### [Your instructions]
Your task is to repeat the records exactly from the line containing "For the shot-chart build, locate every instance of the layered" onward, through the final line.

### [Provided information]
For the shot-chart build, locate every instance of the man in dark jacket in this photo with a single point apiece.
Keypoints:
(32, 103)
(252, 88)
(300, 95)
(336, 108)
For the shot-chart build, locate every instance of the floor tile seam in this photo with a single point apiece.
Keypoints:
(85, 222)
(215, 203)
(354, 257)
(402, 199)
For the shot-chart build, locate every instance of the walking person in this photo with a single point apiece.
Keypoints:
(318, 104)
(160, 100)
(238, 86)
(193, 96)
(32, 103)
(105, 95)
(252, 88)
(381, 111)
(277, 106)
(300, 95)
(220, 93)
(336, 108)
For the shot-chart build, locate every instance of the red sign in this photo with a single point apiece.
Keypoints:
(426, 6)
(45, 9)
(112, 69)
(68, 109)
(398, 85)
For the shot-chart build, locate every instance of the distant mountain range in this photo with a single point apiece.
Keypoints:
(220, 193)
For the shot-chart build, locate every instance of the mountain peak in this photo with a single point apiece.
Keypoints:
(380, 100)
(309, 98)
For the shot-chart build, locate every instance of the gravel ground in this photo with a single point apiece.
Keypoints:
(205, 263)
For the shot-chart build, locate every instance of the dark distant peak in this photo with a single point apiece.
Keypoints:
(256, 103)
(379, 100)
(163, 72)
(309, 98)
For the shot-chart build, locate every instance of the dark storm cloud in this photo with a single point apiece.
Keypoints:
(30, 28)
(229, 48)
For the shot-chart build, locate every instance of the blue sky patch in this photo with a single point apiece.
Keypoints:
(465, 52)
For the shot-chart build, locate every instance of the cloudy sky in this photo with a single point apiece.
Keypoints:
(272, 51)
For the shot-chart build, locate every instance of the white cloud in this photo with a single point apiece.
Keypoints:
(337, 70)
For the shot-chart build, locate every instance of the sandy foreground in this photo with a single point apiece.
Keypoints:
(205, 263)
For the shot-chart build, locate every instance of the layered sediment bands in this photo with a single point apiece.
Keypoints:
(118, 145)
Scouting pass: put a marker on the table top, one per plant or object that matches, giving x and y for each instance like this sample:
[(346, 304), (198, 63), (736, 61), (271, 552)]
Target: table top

### [Answer section]
For the shot-chart build, locate every instance of the layered sediment bands in this photo with a single point apiece.
Keypoints:
(118, 145)
Scouting pass: put a marker on the table top, one per plant or object that matches, giving x and y for each instance like this sample:
[(346, 304), (198, 63), (736, 61), (271, 552)]
Target: table top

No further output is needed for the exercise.